Passage to read:

..............................

Christianity,  Poetry

Prayer Poetry

I’ve been tuned into the discussion about ChatGPT in recent weeks, wondering what the impact will be of unleashing such a powerful chatbot in the academic, creative, and professional realms. But in one of my more ironic moods, it occurred to me that the AI would be a convenient substitute for pushing through resistance into genuine prayer.

Luci Shaw’s “Sometimes a Prayer” captures some of the struggle I have when I begin to pray:

Sometimes a prayer comes out

half-chewed, like a tough crust

that sticks in the teeth. Or spat out,

the stone from a sour plum.

Then there’s my fear of praying

for something good and beautiful

for fear it will break.

But it’s after these initial resistances that Shaw gets to the doubleness of language, how it can take us either closer to the truth, or further away from it. She asks God,

Do you prize fluid language?

(You know how pleased I am

at the sounds of my own words.)

Do you listen to requests

bitten off for their triviality?

Shaw’s musing eventually takes her to the crux of the matter: not words, but faith.

Does my personal liturgy

mean anything if

the prayer is barren of belief?

If so, remind me to choke it back

and wait for authenticity to voice itself.

From somewhere deeper in the belly,

rasped out, incoherent, heart-felt.

..............................

Given entries:
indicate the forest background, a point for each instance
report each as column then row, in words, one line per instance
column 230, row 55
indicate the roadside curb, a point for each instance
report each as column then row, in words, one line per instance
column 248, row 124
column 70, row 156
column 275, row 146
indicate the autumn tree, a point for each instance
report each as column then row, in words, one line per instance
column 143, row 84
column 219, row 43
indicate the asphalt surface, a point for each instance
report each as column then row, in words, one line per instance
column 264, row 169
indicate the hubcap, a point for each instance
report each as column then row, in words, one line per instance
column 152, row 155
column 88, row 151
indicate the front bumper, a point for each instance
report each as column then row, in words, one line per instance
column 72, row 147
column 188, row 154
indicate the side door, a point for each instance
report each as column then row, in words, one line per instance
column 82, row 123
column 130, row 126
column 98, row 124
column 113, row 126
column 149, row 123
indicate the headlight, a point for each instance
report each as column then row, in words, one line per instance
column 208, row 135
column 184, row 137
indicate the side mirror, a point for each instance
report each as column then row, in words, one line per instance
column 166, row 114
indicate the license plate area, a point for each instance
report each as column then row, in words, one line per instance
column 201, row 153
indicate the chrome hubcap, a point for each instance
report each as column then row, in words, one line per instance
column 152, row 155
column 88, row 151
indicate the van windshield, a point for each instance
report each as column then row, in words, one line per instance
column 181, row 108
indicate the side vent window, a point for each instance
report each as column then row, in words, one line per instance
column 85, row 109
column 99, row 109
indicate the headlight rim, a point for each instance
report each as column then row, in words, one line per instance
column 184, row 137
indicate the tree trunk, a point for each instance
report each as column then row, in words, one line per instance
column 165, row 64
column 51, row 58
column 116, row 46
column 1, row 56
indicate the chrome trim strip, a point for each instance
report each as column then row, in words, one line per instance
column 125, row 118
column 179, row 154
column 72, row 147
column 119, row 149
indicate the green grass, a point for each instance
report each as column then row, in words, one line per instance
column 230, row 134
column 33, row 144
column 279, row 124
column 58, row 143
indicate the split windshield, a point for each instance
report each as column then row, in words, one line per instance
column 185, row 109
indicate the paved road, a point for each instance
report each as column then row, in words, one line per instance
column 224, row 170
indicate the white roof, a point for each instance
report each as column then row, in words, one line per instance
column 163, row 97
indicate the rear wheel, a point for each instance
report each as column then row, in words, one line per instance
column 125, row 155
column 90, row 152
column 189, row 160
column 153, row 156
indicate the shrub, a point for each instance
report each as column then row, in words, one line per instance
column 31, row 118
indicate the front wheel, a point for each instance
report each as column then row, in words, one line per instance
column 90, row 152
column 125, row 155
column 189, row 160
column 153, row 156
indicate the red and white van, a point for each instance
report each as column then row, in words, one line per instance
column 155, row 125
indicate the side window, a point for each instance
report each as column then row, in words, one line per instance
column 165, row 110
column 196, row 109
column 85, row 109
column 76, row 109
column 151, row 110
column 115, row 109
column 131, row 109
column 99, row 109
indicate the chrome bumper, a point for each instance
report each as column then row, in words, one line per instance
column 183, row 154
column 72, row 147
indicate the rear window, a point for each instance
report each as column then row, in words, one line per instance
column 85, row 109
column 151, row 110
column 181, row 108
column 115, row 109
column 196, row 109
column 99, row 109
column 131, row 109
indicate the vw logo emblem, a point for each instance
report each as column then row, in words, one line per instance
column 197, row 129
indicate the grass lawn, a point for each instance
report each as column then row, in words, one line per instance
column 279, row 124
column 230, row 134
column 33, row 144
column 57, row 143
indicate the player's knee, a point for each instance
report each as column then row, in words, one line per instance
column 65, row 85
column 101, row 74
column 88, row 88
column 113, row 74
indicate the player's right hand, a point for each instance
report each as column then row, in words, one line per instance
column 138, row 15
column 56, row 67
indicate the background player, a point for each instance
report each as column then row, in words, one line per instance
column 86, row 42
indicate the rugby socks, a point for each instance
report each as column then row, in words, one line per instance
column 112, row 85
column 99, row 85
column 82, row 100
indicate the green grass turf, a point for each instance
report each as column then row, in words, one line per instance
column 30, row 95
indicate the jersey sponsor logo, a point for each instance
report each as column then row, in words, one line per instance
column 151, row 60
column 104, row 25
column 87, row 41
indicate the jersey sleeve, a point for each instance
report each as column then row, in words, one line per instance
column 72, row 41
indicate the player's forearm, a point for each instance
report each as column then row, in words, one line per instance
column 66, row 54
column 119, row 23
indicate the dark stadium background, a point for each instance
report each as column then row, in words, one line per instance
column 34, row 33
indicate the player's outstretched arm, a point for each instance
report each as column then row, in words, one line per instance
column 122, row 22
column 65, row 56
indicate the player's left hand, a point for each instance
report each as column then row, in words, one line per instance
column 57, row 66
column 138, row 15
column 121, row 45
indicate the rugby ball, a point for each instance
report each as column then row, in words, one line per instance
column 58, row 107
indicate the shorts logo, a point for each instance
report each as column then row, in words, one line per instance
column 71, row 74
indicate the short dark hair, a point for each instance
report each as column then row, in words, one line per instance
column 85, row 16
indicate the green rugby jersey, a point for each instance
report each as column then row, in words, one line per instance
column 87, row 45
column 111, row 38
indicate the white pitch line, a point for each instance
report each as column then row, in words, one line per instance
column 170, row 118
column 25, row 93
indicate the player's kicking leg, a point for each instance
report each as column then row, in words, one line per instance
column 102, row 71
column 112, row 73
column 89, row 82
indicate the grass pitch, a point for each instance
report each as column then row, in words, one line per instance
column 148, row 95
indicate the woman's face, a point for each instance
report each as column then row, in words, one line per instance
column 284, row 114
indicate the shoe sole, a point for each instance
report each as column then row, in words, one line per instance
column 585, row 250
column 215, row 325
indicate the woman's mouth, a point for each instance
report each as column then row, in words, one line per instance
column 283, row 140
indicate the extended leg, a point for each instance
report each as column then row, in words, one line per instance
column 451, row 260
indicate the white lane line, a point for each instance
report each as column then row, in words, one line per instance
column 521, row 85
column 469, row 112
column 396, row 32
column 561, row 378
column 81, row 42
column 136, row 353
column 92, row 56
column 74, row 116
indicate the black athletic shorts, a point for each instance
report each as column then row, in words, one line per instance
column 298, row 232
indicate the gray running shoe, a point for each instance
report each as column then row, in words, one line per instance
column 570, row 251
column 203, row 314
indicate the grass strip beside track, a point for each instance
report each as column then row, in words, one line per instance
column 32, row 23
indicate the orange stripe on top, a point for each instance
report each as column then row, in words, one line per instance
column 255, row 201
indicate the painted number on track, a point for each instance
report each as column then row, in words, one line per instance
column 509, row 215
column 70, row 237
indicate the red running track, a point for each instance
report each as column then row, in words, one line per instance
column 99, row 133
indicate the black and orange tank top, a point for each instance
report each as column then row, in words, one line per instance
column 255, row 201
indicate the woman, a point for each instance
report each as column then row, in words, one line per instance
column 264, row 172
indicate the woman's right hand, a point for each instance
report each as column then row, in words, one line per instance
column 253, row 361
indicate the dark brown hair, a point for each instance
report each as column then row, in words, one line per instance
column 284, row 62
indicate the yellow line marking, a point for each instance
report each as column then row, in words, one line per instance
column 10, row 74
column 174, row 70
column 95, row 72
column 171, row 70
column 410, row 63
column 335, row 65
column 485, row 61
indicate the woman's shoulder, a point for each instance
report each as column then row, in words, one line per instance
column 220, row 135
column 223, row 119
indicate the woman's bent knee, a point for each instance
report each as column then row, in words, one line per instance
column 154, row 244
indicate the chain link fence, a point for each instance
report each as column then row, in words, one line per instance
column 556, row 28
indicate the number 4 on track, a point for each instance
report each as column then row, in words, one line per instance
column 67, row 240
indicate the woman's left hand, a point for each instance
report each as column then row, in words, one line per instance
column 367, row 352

..............................

What to work on:
#1 For each statement, answer yes or no on whether it agrees with the post on prayer poetry, and quote the words of the post that decide it.
(a) The writer had been following talk about ChatGPT in recent weeks.
(b) The poem compares a prayer to the stone of a sweet, ripe plum.
(c) The poem's speaker is afraid that something good and beautiful prayed for will break.
#2 Carry on the post on prayer poetry from the point where it stops.
The entries have nothing to do with the post on prayer poetry.

Answers to this exercise:
#1
(a) Yes: "I’ve been tuned into the discussion about ChatGPT in recent weeks"
(b) No: "the stone from a sour plum."
(c) Yes: "for fear it will break."

#2
The best words can achieve is to get me to the wordless knot of half-understood anxiety “deeper in the belly” about this stage of life. It has to do with being in transition, finishing some endeavors and developing others, and I want my life to count. But it’s hard to be confident in the midst of change. I think of a wise friend years ago who described times like this as swimming halfway across a lake, then deciding you don’t want to after all. Go forward, or go back? Either way you have half a lake to cross.

Shaw reminds me, comfortingly, that even “incoherent” prayer can be answered. It comes from the heart, or to be more earthy, from the gut, which doesn’t always translate easily into pleasing speech. Yet her words make the path to that insight in this poem. It’s a uniquely human function of language, and it’s a reason to keep praying, even when it’s hard.